- _Excerpted passage_:
------------

Barbarossa tour to medieval Germany

May 31-June 13, 2003

Early Booking Price, before January 31, 2003: $3550

Regular Price, from January 31, 2003: $3850

Single Supplement $480, Deposit $600

Tour Director: Professor Peter Gravgaard

Itinerary

Day 1 (May 31, 2003)

You fly from the USA to Düsseldorf, Germany. (Please ask your travel agent for a flight arriving at Düsseldorf on Day 2 of the tour, between 08:00 am and 12:00 noon.)

Day 2 (June 1, 2003)

You arrive at Düsseldorf Airport where the tour director will meet you and take you to your hotel in Aachen.

Day 3 (June 2, 2003)

Today we visit Aachen. It was the capital of Charlemagne's Holy Roman Empire of the German Nation, an attempt to renew the Roman Empire on German soil. It lasted from 800 when Pope Leo III crowned Charlemagne until 1800 when Napolean abolished it. We will visit the Cathedral which Charlemagne built between 786 and 800 and the Cathedral Treasury. We will have lunch in Aachen and go for a walk in the center of the city which is very attractive. In the afternoon we will drive to Trier via Bitburg.

Day 4 (June 3, 2003)

In the morning we will visit the city center of Trier, the eldest city of Germany, founded by the Romans in 16 BC. You will see the great Basilica which together with the Pantheon in Rome, is the largest Roman Building interior still in existence. It is now the Protestant parish church. You will also see the Cathedral and the Liebfrauenkirche (Our Lady's Church) and the Porta Nigra (the largest remaining city gate in the Roman Empire. And you really must treat yourself to a cup of coffee in the main market watching the fountain and contemplating the virtues of Wisdom, Justice, Moderation and Strength which it celebrates.

In the afternoon we will take you to Annweiler to visit the Imperial Castle of Trifels where the Emperor, Henry VI, kept King Richard Lionheart of England prisoner from 1193 to 1194.

From Trifels we will drive to Heidelberg, the university town, where we will spend the night.

Day 5 (June 4, 2003)

This morning we will go for a walk through Heidelberg, one of the loveliest towns in Germany. In the afternoon we will drive to Wäschenbeuren outside Göppingen, this is the earliest Hohenstaufen castle - remember that Emperor Frederick Barbarossa was a member of the Hohenstaufen dynasty…

From here we drive to Nurnberg (Nuremberg) where we will spend two nights.

Day 6 (June 5, 2003)

Before the Second World War Nürnberg was a splendid medieval city, and it was probably because of its historical prestige that Hitler used it as the scene for his great theatrical, almost religious mystical party rallies in the nineteen thirties. It was, perhaps for this reason, heavily bombed during the war and after the war, chosen as the seat for the Nürnberg trials in 1945 - 1946 when Allied judges tried all the major German war criminals.

However, though the war destructions were huge, this is still a magnificent city, so today we will visit Nürnberg and see the major sights: the St Sebaldus Church, the St Lorenz Church, the Our Lady's Church, the Elizabeth Church, the Castle, the Cityhall, the Albrecht Dürer House, the Maut (grainstore), and the colossal Germanic National Museum.

There will be ample time for shopping.

Day 7 (June 6, 2003)

------------

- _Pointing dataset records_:
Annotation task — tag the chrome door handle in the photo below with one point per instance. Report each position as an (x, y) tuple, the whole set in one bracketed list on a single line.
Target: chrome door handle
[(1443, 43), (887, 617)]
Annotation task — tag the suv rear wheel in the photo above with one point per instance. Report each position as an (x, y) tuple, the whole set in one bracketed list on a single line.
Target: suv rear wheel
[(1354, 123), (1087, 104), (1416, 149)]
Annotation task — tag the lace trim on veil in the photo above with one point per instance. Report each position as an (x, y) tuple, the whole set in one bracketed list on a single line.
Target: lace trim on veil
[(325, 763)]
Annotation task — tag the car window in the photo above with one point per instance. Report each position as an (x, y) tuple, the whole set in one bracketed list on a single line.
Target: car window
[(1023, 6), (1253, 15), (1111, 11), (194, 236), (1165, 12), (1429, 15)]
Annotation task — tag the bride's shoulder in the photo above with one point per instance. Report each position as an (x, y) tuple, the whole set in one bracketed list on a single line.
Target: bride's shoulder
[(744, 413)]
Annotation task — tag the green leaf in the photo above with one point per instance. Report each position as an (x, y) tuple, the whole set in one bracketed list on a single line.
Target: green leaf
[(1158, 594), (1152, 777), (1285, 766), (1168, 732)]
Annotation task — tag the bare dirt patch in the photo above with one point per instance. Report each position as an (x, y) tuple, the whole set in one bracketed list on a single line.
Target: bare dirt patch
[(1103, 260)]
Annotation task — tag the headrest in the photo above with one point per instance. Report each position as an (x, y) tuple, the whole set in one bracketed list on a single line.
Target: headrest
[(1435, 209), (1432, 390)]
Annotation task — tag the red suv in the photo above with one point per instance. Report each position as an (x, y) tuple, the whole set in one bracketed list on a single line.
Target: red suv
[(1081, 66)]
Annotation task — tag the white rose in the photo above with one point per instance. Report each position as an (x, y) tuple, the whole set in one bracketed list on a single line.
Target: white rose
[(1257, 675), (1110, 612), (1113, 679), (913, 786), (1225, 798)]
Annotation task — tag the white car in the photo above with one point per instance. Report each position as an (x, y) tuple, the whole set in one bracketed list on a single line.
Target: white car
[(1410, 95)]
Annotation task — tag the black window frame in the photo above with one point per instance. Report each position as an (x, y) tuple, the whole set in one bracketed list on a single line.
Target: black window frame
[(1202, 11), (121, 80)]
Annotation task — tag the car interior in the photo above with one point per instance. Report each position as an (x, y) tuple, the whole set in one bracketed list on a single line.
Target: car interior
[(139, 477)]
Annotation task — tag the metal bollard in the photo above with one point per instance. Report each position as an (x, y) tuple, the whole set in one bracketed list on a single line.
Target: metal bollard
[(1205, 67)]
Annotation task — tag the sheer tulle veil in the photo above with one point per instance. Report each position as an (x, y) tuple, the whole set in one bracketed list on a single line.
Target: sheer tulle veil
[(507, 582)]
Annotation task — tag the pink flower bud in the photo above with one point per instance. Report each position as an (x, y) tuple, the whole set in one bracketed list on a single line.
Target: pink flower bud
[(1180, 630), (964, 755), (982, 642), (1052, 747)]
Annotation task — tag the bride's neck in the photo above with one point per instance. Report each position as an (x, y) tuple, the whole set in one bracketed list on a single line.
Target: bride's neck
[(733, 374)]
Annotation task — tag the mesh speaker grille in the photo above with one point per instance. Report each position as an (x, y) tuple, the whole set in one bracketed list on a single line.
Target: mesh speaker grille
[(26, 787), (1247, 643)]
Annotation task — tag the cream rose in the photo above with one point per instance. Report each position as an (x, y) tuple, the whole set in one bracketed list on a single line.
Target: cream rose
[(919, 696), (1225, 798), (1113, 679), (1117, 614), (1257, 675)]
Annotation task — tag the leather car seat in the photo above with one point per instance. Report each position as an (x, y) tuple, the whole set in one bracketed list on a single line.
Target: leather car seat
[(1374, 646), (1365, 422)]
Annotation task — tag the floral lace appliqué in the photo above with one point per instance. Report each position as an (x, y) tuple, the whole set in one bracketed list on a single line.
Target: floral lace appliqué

------------

- _Complete the following_:
(a) According to the Barbarossa tour itinerary, why does the group still spend Day 6 seeing Nürnberg's major sights even though the city was heavily damaged in the war?
(b) Carry on the Barbarossa tour itinerary, picking up right after its last line.

- _Task results_:
(a) Although the wartime destruction was huge, Nürnberg is still a magnificent city. That is why the group spends the day visiting its major sights.

(b)
This morning we will make a detour to visit Rothenburg-ob-der-Tauber; this is a charming little medieval town, conserved almost as it was in the fourteenth century. You will see the Holy-Blood-Altar in St Jakobs Church, created by Tilman Riemenschneider, and you will see the fine cityhall. After Rothenburg we will drive to Weimar where we will spend the night.

Day 8 (June 7, 2003)

Weimar was the city of Goethe (he worked for the local duke), and after the First World War it became the capital of Germany. So we will explore the city in the morning. In the afternoon we will drive to Frankenhausen to see the battlefield where in 1525 took place the great battle between the army of the Nobility and the Peasants - the Nobles, as could have been predicted, annihilated the Peasants. There is a fascinating panorama painting which attempts to explain this important historical event. Nearby we will visit the Kyffhäuser Monument in the Barbarossa Cave. (The Kyffhäuser legend says that Frederick Barbarossa is sleeping in the cave, but that some day he will return to lead his people to new glory - this is a German parallel to King Arthur as the Once and Future King.)

From Frankenhausen we drive to Goslar where we will spend the night.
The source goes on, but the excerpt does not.